===== Task inputs =====
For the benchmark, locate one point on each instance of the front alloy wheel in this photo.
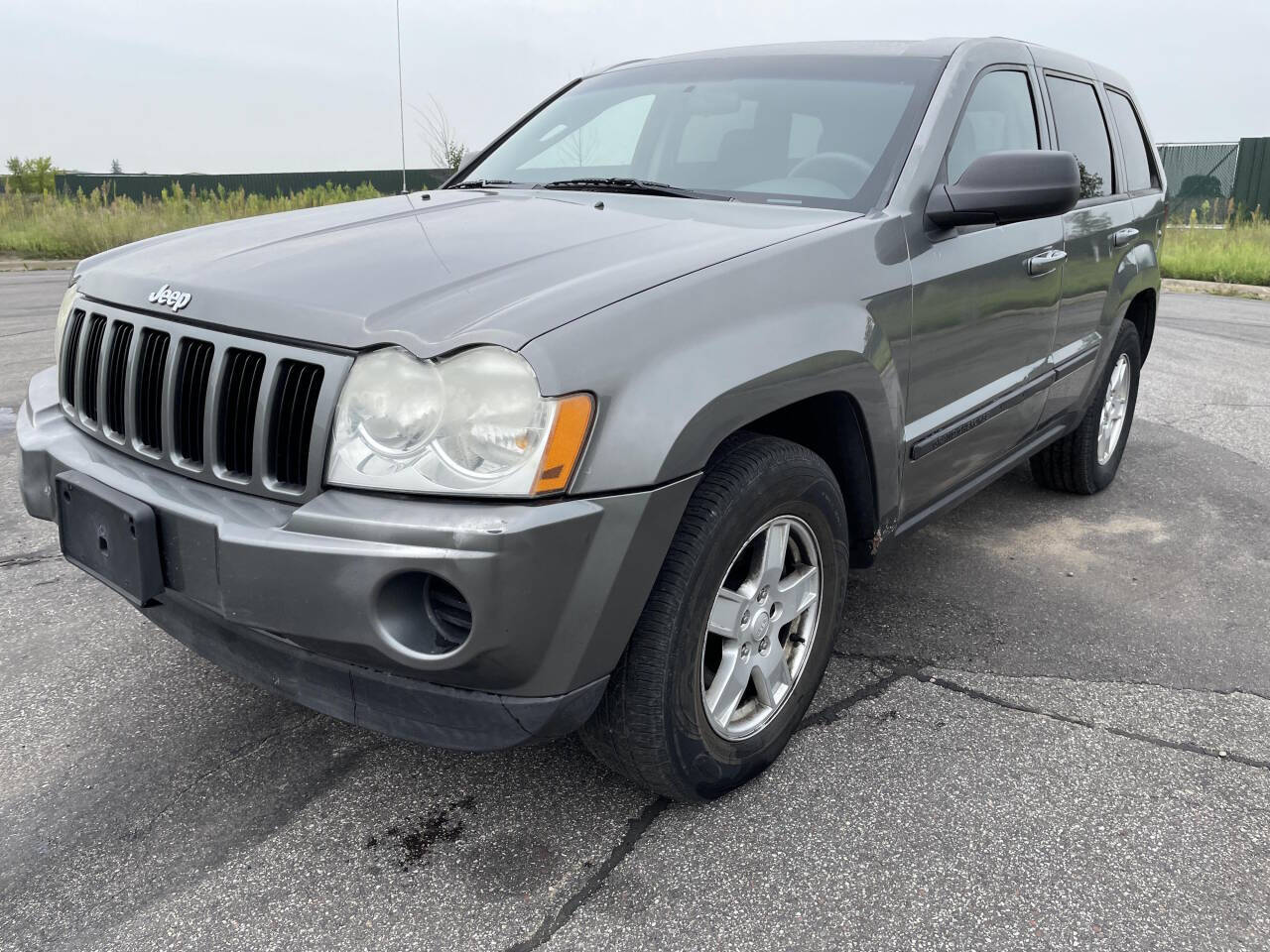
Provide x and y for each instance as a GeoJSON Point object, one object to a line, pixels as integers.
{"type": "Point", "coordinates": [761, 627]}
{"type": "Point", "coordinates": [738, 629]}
=====
===== Task inputs =====
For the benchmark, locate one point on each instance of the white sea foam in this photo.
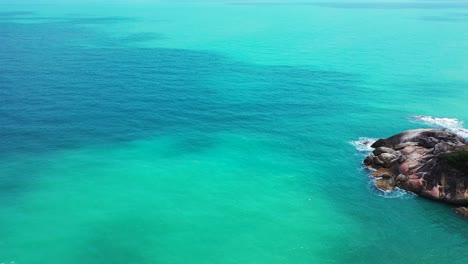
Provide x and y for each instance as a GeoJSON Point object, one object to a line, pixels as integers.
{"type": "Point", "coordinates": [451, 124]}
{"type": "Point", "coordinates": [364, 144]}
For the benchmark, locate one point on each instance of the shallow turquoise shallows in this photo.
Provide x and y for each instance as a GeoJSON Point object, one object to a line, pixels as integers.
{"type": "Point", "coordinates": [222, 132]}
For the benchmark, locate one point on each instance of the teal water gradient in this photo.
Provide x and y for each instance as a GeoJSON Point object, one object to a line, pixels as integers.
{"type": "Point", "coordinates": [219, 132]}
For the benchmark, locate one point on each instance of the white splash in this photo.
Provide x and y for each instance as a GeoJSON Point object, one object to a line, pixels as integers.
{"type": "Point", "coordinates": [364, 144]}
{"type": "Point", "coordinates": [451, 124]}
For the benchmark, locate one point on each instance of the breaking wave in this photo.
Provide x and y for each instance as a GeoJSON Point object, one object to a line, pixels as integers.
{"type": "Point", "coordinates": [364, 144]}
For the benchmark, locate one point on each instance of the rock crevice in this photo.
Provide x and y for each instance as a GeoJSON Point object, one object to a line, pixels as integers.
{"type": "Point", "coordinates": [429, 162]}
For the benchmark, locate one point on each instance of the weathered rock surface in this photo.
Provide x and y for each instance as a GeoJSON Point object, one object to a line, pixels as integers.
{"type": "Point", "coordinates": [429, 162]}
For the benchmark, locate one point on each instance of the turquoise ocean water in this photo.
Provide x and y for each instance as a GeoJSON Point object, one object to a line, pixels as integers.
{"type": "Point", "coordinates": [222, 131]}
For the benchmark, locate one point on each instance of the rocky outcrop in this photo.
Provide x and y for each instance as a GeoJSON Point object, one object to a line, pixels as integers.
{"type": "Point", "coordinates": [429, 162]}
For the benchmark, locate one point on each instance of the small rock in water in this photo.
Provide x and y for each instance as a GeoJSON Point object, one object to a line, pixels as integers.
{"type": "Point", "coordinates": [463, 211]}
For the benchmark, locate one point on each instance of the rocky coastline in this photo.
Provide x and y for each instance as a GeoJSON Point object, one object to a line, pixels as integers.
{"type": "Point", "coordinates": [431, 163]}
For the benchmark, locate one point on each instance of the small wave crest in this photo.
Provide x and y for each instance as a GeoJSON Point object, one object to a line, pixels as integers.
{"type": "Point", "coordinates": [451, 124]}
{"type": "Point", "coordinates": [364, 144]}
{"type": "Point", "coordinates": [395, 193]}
=====
◆ Exercise:
Find each line in the items that contains the word "water", and copy those lines.

◆ Task output:
For the benchmark, locate one point on each instance of the teal water gradient in this photo.
For the benchmark, locate one point on each instance of the turquoise ocean water in this photo.
For the benchmark, locate one point on each instance of the small rock in water in this photo.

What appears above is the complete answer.